■ Text provided ■
____
The Oregon Beach Act has played a significant role in protecting Oregon’s shore by identifying this habitat as continuous state property to be managed in the public trust and allowing access. All land within sixteen vertical feet of the average low tide mark belongs to the public. There is also a perpetual easement to use the dry sand beach up to the statutory vegetation line or established vegetation whichever is more inland. Oregon Parks and Recreation Department (OPRD) manages the public rights.

Significant development has occurred beyond the reserved areas; in many cases, these developments are subject to hazards from erosion. Prior to 2004, development decisions may have been made without accurate geological data, resulting in structures sited in hazardous areas. In 2004,

the Oregon Department of Geology and Mineral Industries began measuring the response of beaches and bluffs to storm waves … in order to provide up-to-date scientific information on the changes (erosion and accretion patterns) taking place on the Oregon coast. These data are now being used … to assist with the design and placement of new property along the coast, as well as (by) Oregon Parks and Recreation Department as part of their effort to better manage the beach.53

With increased understanding of the ocean and the behavior of currents and storm surges, as well as better knowledge of the geology of the shore and new mapping, future development decisions can reduce hazards to property. Hard decisions are being made to balance safety, natural environment, aesthetics and economic needs, including addressing actions taken prior to the current regulatory environment.

For example, on the north coast, Tillamook County has experienced flooding almost every winter, culminating in the great flood of 1996. The county experienced over $60 million in flood loss from 1996 to 2000.54 Tillamook, the “land of many waters,” has embarked on a long term effort to move structures out of its floodplain that forms where five rivers flow to the bay. It has initiated a program to address flooding by restoring some of the floodplain’s historic ability to absorb excess water. Buildings have been elevated or removed from the plain. “Restoring the natural functions of the Tillamook floodplain not only helps alleviate the worst impacts of current flooding, but will also mitigate the impacts of climate change.”55

Using modeling by Oregon State University, Cannon Beach is designing a new City Hall that is more earthquake- and tsunami-resistant. The design includes a top platform described as “over 30 feet high with space for over 1,000 people, most of the population.”56 “With steel cables and reinforced concrete pillars standing at least 15 feet high, the evacuation building can ‘take very large forces, not just water with sand, but also parts of buildings and cars coming and slamming into the building,’” according to Yumei Wang, an engineer with the Oregon Department of Geology and Mineral Industries. The design team hopes these types of structures placed in low lying coastal communities will reduce risk to residents and tourists alike.57 The emergency structures are expensive, and the cost can be an issue when experts are unable to definitely predict the size, timing and nature of future earthquake and tsunami events.
____
■ Dataset rows ■
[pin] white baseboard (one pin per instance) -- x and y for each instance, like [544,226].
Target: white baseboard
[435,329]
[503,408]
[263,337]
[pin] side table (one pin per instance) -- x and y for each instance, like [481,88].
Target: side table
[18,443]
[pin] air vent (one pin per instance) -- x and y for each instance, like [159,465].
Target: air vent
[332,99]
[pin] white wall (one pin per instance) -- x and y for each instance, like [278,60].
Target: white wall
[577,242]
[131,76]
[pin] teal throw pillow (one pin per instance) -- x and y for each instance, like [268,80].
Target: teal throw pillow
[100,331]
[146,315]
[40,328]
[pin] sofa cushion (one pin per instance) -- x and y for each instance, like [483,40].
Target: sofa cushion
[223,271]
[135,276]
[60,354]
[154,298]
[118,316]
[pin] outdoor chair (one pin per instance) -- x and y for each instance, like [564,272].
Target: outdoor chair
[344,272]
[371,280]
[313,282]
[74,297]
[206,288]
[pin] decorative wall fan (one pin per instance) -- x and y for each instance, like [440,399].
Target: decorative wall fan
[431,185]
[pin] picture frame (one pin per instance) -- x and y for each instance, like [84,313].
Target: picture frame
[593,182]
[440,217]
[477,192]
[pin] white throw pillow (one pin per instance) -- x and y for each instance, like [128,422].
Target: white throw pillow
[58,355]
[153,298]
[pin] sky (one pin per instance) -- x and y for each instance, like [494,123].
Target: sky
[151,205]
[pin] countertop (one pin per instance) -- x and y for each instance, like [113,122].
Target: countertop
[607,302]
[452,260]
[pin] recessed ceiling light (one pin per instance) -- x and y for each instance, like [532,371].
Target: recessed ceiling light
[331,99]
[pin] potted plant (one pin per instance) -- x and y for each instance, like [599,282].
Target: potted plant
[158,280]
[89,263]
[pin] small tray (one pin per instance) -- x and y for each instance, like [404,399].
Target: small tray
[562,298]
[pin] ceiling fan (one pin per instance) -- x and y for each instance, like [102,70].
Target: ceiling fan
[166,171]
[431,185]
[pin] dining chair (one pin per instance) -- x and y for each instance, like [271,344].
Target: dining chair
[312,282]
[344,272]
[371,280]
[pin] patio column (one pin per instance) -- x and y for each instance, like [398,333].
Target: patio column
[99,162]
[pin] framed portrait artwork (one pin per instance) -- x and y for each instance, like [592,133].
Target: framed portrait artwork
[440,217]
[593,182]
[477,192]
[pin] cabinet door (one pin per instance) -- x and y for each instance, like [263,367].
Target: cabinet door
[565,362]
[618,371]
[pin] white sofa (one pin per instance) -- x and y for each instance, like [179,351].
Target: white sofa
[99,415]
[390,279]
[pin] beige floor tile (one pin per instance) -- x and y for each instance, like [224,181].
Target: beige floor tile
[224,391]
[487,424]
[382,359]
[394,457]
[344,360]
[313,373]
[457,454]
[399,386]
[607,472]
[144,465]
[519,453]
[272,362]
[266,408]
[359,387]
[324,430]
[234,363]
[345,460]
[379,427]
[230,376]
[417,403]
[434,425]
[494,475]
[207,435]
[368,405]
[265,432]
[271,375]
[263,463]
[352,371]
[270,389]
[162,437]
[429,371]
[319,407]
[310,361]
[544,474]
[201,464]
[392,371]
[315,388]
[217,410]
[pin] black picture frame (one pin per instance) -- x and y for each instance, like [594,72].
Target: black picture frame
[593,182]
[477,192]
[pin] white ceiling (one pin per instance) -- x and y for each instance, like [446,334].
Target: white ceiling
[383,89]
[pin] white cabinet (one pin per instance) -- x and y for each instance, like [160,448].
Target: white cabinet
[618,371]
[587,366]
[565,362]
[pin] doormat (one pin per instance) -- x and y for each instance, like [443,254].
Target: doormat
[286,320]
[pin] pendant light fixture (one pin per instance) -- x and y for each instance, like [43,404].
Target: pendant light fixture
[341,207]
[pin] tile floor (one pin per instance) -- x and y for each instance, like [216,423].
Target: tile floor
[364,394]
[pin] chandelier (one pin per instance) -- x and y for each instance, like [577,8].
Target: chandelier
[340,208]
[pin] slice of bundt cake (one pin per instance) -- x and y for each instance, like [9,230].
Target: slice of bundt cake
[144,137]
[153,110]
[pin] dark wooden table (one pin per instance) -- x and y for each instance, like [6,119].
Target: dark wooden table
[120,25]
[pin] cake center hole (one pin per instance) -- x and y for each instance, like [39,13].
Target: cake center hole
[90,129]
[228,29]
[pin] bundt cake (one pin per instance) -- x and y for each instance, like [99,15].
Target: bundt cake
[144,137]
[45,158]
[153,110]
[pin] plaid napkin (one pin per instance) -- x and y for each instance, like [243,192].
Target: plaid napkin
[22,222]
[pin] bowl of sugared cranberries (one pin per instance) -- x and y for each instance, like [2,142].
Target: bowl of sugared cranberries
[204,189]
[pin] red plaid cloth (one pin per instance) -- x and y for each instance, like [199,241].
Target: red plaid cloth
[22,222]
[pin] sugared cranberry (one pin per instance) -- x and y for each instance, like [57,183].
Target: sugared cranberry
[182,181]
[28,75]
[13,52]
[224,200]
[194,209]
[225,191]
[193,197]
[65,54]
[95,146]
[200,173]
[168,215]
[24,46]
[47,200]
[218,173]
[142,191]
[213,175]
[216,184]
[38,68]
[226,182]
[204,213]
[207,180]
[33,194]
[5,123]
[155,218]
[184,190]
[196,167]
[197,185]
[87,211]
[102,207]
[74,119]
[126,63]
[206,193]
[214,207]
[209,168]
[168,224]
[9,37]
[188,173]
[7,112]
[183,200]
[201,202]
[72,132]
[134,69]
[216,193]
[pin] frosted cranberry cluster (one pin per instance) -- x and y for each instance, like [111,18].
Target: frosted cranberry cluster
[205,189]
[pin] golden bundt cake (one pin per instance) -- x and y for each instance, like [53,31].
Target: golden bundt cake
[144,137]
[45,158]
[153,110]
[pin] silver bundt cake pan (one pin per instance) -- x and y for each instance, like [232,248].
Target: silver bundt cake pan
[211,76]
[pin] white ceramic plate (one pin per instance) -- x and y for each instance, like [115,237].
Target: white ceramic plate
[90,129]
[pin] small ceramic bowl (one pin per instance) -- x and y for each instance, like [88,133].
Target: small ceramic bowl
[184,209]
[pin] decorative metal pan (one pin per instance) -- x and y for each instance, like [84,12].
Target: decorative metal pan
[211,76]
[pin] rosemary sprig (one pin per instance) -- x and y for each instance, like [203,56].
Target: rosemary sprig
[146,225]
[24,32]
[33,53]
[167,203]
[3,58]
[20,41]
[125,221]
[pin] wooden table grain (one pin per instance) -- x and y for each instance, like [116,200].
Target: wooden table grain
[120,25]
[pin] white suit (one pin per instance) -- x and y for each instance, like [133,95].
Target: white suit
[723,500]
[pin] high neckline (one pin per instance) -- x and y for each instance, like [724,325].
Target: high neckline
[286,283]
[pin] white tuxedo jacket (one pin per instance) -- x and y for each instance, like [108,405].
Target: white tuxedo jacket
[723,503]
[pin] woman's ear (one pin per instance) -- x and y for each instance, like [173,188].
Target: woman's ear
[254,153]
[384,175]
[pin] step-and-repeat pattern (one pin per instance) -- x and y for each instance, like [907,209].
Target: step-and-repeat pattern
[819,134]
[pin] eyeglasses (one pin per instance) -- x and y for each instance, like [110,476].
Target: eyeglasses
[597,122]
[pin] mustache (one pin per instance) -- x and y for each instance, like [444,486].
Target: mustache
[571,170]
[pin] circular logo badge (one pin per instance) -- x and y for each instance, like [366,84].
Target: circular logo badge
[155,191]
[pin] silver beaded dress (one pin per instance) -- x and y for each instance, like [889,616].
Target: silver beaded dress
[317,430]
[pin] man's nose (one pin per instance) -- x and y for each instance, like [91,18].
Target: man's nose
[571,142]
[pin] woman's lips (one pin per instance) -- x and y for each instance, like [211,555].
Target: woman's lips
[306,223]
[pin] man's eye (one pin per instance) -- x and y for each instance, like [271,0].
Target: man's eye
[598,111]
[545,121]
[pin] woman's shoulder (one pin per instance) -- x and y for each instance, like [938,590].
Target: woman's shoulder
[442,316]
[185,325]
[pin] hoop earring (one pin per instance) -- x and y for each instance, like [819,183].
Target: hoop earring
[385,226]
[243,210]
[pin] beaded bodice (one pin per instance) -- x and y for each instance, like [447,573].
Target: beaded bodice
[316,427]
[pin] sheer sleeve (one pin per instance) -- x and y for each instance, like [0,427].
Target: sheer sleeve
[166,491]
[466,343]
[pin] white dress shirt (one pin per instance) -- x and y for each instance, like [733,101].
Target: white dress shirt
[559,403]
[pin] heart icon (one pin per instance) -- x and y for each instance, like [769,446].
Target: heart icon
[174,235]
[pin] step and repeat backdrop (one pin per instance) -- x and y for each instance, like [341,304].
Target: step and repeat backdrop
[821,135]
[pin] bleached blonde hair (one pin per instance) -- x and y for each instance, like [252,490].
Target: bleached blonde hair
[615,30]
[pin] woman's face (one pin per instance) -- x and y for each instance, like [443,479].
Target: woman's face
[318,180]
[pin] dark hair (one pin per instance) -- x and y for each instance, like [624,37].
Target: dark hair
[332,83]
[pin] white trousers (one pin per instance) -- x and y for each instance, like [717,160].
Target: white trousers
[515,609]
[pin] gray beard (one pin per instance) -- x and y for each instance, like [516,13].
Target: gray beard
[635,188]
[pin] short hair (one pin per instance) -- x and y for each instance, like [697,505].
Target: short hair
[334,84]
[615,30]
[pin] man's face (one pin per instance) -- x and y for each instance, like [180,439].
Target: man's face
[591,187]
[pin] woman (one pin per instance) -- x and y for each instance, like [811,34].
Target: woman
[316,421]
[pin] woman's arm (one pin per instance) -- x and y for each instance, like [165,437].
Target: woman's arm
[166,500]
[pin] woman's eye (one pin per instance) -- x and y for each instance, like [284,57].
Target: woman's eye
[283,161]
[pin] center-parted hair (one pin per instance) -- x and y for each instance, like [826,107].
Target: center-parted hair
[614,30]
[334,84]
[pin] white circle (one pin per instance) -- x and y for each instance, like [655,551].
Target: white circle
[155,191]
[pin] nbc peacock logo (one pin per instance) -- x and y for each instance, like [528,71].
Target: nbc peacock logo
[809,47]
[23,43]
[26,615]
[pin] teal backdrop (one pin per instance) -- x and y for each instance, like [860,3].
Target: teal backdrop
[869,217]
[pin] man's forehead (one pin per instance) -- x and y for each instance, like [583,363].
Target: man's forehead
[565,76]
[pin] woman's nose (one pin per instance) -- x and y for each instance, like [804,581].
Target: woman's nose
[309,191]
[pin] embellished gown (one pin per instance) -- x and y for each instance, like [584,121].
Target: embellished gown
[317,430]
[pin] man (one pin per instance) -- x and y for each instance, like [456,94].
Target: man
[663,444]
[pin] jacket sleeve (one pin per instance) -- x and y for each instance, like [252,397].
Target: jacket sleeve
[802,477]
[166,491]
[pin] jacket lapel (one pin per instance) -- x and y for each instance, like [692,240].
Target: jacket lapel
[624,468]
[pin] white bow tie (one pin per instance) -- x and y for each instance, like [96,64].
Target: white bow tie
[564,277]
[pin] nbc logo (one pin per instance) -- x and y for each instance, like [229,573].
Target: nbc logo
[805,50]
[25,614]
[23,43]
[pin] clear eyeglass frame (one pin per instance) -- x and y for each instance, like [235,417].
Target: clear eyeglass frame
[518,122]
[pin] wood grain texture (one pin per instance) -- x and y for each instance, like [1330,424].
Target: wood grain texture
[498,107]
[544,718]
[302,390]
____
■ Goal ■
In the text on Oregon's coast, how much flood loss did Tillamook County experience from 1996 to 2000?

■ Result ■
Over $60 million.